Selected excerpt:
----------------

Sayad et al. (2015) compared between measured weather data and projected data (2006–2014) from four global climate models (BCC-CSM1-1, CCSM4, GFDL-ESM 2G and MIROC5), with four Representative Concentration Pathways scenarios (RCP2.6, RCP4.5, RCP6.0 and RCP8.5) developed for four Egyptian governorates (Kafr El-Sheikh, El-Gharbia, El-Minya and Sohag) to determine the suitable RCPs climate change scenarios in 2030 at each governorate. Their results indicated that the RCP6.0 developed by CCSM4 model and RCP8.5 developed by BCC-CSM1-1 and MIROC5 models were acceptable for Kafr El-Sheikh governorate. Whereas, the suitable scenarios for El-Gharbia governorate was RCP6.0 developed by CCSM4 model and RCP8.5 developed by MIROC5 model. Nevertheless, in El-Minia governorate, the highest agreement between measured and projected values was found for RCP8.5 and RCP6.0 scenarios developed by CCSM4 model. With respect to Sohag, the most suitable scenario was RCP6.0 which is developed by CCSM4 model. Consequently, they recommended the use the RCP6.0 scenario developed by CCSM4 model as a suitable scenario for all selected governorates.
Using the results of the above investigation, Ouda (2017) calculated the increase in weather elements in 2030, compared to its values in 2040. Table 7.3 shows the increase in the values of weather elements in 2030 using RCP6.0 scenario developed by CCSM4 model, compared with its values in 2014. The table showed that it is expected that solar radiation will increase by 1.1 MJ/m/day, temperature will increase by 1.1 °C and wind Speed will increase by 0.9 m/s in 2030.

----------------

Information provided:
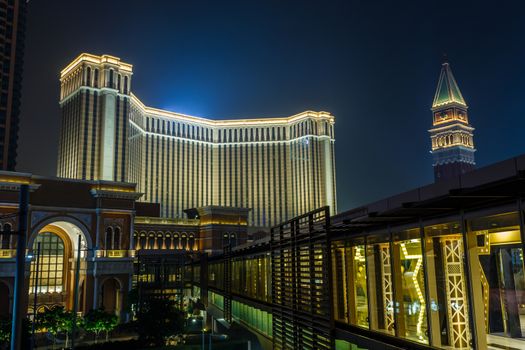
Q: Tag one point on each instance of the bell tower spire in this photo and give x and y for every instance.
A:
(451, 135)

----------------

Exercise tasks:
(a) Rewrite the paragraph of the passage on Egyptian climate scenarios that begins "Sayad et al. (2015) compared" as a short list, keeping its main facts.
(b) Continue the passage on climate scenarios for Egyptian governorates from where it stops.
The listing comes from a separate source, unrelated to the passage.

Results for the exercise:
(a)
- Sayad et al. (2015) compared measured weather data with projected data for 2006–2014.
- The projections came from four global climate models (BCC-CSM1-1, CCSM4, GFDL-ESM 2G, MIROC5) under four scenarios (RCP2.6, RCP4.5, RCP6.0, RCP8.5).
- They covered four governorates (Kafr El-Sheikh, El-Gharbia, El-Minya, Sohag), with the aim of choosing suitable scenarios for 2030.
- Kafr El-Sheikh: RCP6.0 (CCSM4) and RCP8.5 (BCC-CSM1-1 and MIROC5) were acceptable.
- El-Gharbia: RCP6.0 (CCSM4) and RCP8.5 (MIROC5) were suitable.
- El-Minya: RCP8.5 and RCP6.0 (CCSM4) agreed best with measured values.
- Sohag: RCP6.0 (CCSM4) was most suitable.
- Recommendation: RCP6.0 from CCSM4 for all selected governorates.

(b)
Furthermore, Morsy (2015) simulated the effect of climate change on wheat and maize yield using under climate change using RCP6.0 scenario developed by CCSM4 model in 2030 and he projected 10–12% wheat yield losses and 13–15% maize yield losses.
7.4 Climate Change and Evapotranspiration
Climate change is likely to have significant impacts on the hydrological cycle, and it will be intensified with more evaporation and variable precipitation will be unequally distributed around the globe (IPCC 2001).
The IPCC Forth Assessment Report (IPCC 2007) synthesized current scientific understanding of global warming and projected future climate change using the most comprehensive set of well-established global climate models. The report identified three climate change scenarios: B1, A2 and A1B, where the global temperature is expected to rise by 1.8, 2.4 and 2.8 °C, respectively by the end of twenty-first century. These scenarios are also known as AR4 climate change scenarios.
A1B climate change scenario was used to calculate annual evapotranspiration (ETo) values in 2020, 2030 and 2040. ETo values under A1B climate change scenario were calculated for each month in each governorate and annual average values were calculated and compared to ETo values under current climate. The results indicated that the projected annual values of ETo is expected to increase by 7, 9 and 13% under 2020, 2030 and 2040, respectively (Table 7.4) (Ouda et al. 2016b).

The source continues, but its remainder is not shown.